TEXTE À LIRE:
Syntec RP a tenu le 27 novembre une conférence à l’ESCP-EAP pour traiter de l’impact de l’opinion publique sur la valeur des marques. Voici le résumé des interventions de cette journée.
Intervention de François NICOLON, Directeur marketing international, TNS MEDIA INTELLIGENCE
Souvent TNS Media Intelligence reçoit des demandes d’analyse lorsqu’il y a des difficultés. Ainsi les entreprises en ressentent plus le besoin lorsqu’il y a destruction de valeur que lors de création de valeur. Notre travail consiste pourtant à travailler sur les impacts positifs et négatifs.
Face à l’opinion, il y a une alternative pour les marques :
– Faire face à l’opinion
- Northern Rock avec la crise des subprimes en Angleterre
- Gap sur le travail des enfants
– Surfer sur l’opinion
- Strivectin qui s’est développé grâce au bouche à oreille
- TGV soutenu par les médias et l’opinion française
- Michel et Augustin soutenu par un buzz médiatique
La relation traditionnelle Marque/Consommateur peut se schématiser ainsi :
Aujourd’hui on est plus dans le schéma suivant :
A terme, on devrait s’orienter plutôt vers le schéma suivant :
On se rend compte que les préoccupations des Français sont très économiques. De son côté la marque à une pression croissante de l’opinion avec les médias contributifs (web 2.0). Il faut cependant garder en tête l’audience et l’influence de chacun des médias contributifs pour réellement agir et avoir une vraie mesure. Un décryptage de la blogosphère et des médias sociaux plus actifs et vivants que les blogs (forum,…) est d’ailleurs effectué par TNS Media Intelligence.

DOCUMENTS SOURCES:
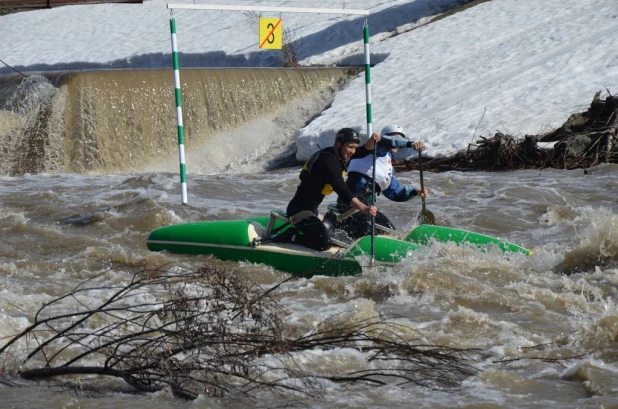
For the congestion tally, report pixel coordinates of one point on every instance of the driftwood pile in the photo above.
(586, 139)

OBJECTIF 1: Recopiez à l'identique le passage du compte rendu sur l'opinion publique et la valeur des marques qui commence par les mots contenant « Syntec RP a » et se termine par « positifs et négatifs. ».
OBJECTIF 2: Donnez la suite du compte rendu sur l'opinion publique et la valeur des marques en reprenant après sa dernière phrase.

RÉPONSE FINALE 1:
Syntec RP a tenu le 27 novembre une conférence à l’ESCP-EAP pour traiter de l’impact de l’opinion publique sur la valeur des marques. Voici le résumé des interventions de cette journée.
Intervention de François NICOLON, Directeur marketing international, TNS MEDIA INTELLIGENCE
Souvent TNS Media Intelligence reçoit des demandes d’analyse lorsqu’il y a des difficultés. Ainsi les entreprises en ressentent plus le besoin lorsqu’il y a destruction de valeur que lors de création de valeur. Notre travail consiste pourtant à travailler sur les impacts positifs et négatifs.

RÉPONSE FINALE 2:
La question qui nous intéressera donc : comment la marque peut s’adapter aux valeurs de l’opinion ?
Intervention d’Alexis KARKLINS-MARCHAY, Associé transaction advisory services, Ernst&Young
C’est plus le regard de la profession comptable et financière que j’apporte.
Aujourd’hui il y a une vraie valeur immatérielle. Elle pèse environ 60% dans l’entreprise.
Cependant, il faut un contexte transactionnel (rachat de marque ou autres transactions) pour capitaliser les actifs incorporels (marque,…). Ainsi le bilan d’une entreprise ne détermine pas la valeur des marques sauf si des transactions ont eu lieu.
Il existe plusieurs types d’actifs incorporels :
- Marketing (marque,…)
- Techno (brevets,…)
- Clientèle (base de donnée client,…)
- Contrat
- Artistique
Il n’y a donc pas que les marques lorsque l’on parle d’actifs incorporels. Il faut d’ailleurs noter que sur 430 transactions, la marque arrive en 2ème position derrière la base clientèle. EX : Danone (Marque) – Sanofi-Aventis (Techno avec les brevets et Marque avec le Doliprane) – Veolia (Contrats) – Valeo (Techno grâce à la relation client)
Chaque actif incorporel se nourrit les uns des autres.
La question est de savoir où apparaît l’opinion :
- Souvent l’opinion est associée au vide, au vent, à la vitesse plus qu’à l’analyse.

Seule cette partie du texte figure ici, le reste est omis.